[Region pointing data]

□ □ □ □

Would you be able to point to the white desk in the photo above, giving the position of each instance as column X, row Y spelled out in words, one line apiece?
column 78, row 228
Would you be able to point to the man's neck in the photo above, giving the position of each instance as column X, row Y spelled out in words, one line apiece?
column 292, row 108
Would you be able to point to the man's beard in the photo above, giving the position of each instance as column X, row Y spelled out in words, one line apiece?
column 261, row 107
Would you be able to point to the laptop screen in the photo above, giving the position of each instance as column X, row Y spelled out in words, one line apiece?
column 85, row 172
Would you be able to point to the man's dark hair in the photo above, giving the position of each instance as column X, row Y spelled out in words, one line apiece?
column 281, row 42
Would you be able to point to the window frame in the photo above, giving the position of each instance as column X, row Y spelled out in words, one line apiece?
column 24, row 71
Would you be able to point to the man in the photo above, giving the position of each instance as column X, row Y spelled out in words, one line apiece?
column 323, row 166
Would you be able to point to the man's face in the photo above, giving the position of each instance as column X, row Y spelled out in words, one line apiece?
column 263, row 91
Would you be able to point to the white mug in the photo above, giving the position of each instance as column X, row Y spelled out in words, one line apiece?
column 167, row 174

□ □ □ □

## To do:
Output the records above, each one exactly, with none left out.

## Answer to this exercise:
Would you be able to point to the white desk in the photo above, giving the position of each instance as column X, row Y spelled out in words, one line apiece?
column 78, row 228
Would you be able to point to the man's neck in the photo above, giving the position of each instance as column X, row Y spelled out in words, one line apiece?
column 292, row 108
Would you be able to point to the man's beard in the photo above, giving the position of each instance as column X, row Y spelled out in words, one line apiece?
column 261, row 107
Would you be able to point to the laptop screen in the photo above, giving the position of each instance as column X, row Y spelled out in words, one line apiece?
column 85, row 172
Would you be able to point to the man's dark hair in the photo above, giving the position of each instance as column X, row Y spelled out in words, one line apiece?
column 281, row 42
Would you be able to point to the window frame in the photo above, giving the position of each instance as column X, row Y spelled out in words, one line apiece?
column 24, row 71
Would you be able to point to the man in the photo above, giving the position of each instance as column X, row Y spelled out in words, one line apiece?
column 323, row 166
Would you be able to point to the man's face in the photo above, giving the position of each instance as column X, row Y spelled out in words, one line apiece?
column 263, row 91
Would you be able to point to the white mug in the photo above, giving the position of each instance as column X, row Y spelled out in words, one line apiece?
column 167, row 174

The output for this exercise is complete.